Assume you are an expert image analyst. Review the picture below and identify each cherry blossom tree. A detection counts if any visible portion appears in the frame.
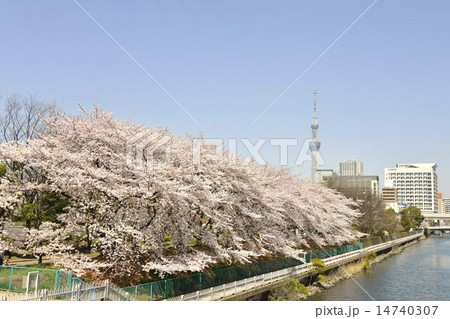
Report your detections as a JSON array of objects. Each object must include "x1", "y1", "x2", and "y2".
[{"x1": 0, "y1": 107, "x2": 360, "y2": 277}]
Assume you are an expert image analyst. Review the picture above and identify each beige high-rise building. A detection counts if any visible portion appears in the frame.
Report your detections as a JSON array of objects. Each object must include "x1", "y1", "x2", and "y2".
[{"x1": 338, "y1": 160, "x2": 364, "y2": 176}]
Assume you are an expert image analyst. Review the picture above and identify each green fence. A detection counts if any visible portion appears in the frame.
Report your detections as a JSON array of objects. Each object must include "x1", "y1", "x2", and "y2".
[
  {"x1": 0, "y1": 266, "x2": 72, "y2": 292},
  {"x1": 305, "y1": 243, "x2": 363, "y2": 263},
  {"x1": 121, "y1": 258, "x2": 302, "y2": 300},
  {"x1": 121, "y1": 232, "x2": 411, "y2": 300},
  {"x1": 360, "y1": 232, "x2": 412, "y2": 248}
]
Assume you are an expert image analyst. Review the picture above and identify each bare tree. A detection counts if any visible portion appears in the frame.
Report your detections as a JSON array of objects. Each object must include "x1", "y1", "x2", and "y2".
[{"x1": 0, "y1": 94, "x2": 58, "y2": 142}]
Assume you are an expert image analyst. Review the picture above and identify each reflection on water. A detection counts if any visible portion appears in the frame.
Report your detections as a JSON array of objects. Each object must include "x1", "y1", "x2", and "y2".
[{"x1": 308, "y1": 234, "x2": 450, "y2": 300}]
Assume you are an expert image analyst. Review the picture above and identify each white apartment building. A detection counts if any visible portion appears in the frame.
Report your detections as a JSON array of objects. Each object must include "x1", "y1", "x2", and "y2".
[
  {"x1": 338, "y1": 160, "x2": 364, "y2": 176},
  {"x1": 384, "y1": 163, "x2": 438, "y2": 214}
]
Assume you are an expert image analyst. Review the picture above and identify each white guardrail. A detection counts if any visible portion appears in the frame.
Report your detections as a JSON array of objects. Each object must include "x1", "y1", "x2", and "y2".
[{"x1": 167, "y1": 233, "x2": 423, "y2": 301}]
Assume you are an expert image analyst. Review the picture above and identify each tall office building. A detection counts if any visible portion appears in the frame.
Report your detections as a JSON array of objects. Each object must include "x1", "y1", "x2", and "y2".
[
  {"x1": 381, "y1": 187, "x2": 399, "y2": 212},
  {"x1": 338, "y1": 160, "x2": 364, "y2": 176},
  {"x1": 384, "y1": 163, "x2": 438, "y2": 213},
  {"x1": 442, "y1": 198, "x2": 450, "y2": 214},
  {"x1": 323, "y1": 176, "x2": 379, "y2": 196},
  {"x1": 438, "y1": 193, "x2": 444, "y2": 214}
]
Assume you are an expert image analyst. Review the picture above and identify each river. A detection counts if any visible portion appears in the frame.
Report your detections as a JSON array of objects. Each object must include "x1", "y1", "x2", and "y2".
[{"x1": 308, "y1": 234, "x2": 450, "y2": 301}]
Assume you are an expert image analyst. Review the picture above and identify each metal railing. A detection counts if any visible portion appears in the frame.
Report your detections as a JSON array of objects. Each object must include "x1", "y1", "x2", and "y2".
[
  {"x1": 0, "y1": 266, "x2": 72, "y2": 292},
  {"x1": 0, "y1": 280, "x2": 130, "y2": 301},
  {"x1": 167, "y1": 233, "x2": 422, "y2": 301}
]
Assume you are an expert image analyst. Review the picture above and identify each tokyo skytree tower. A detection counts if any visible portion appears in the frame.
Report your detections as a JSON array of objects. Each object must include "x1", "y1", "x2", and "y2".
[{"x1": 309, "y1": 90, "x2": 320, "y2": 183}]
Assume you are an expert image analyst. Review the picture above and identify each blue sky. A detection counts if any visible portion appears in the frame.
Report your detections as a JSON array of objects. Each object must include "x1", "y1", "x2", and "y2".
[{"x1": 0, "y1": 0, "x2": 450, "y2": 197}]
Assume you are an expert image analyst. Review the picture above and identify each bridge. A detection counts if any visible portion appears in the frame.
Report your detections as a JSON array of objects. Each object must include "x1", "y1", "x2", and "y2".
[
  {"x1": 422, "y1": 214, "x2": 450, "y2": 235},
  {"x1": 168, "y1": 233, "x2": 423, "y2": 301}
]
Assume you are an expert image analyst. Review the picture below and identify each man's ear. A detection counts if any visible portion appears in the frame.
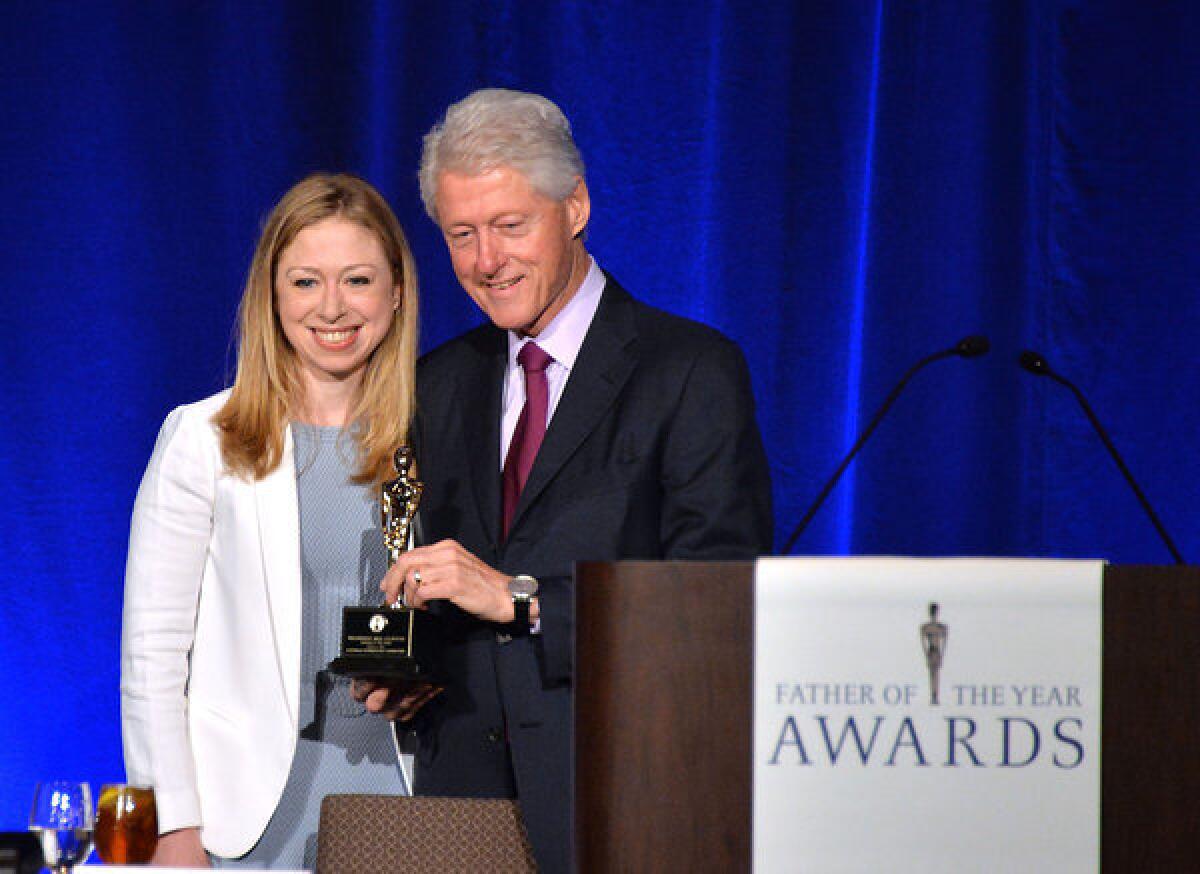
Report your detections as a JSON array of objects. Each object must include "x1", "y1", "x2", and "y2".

● **Prompt**
Identify every line in the listing above that contains the word "white", and copy each such line. Case counts, so match only that exact capitalization.

● **Right answer**
Assume you are an expert image analyst. Review the picture above and identify each white apartment building. A detection counts if any visible portion appears in the frame.
Assume you are an expert image analyst. Review the picture above and identify each white guardrail. A detection counts if any visible portion appears in the frame.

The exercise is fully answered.